-- begin --
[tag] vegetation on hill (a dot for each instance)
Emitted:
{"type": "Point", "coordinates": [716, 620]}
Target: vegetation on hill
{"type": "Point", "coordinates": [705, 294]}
-- end --
-- begin --
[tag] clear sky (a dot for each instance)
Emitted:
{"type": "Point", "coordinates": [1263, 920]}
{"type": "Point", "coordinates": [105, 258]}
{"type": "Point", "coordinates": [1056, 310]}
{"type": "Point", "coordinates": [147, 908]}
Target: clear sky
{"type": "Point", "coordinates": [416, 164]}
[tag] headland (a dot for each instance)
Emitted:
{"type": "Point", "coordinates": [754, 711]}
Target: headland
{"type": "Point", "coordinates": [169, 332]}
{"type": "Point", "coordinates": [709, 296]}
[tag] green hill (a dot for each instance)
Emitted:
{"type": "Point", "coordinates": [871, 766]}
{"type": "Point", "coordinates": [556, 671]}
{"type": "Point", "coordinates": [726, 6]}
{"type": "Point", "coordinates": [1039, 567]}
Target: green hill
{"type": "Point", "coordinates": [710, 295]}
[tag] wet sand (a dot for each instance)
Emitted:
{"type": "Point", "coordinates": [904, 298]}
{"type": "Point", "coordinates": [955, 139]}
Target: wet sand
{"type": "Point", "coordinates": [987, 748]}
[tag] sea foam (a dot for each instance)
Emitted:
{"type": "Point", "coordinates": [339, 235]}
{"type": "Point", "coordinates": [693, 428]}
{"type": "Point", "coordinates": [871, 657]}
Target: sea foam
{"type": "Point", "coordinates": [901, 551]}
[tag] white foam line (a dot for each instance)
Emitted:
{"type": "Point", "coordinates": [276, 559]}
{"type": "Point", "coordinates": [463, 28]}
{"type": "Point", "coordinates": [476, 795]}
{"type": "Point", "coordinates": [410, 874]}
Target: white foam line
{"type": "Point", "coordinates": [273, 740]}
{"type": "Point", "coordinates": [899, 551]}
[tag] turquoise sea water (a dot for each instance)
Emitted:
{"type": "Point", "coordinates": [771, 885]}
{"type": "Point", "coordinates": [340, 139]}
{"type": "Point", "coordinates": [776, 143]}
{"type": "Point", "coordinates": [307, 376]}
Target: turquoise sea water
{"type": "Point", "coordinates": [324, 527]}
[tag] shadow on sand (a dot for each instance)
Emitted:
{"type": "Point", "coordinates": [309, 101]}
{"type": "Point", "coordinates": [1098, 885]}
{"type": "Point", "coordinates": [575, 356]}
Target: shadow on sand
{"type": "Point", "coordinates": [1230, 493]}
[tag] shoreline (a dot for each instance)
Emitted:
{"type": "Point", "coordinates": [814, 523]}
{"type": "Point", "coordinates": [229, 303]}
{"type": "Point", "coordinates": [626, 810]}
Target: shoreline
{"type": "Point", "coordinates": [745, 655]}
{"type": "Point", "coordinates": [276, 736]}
-- end --
Set task: Gather every line above that contains the string "Target", and copy each one out.

Completed exercise:
Target: vegetation on hill
Target: clear sky
Target: headland
Target: green hill
Target: wet sand
Target: sea foam
Target: white foam line
Target: turquoise sea water
Target: shadow on sand
Target: shoreline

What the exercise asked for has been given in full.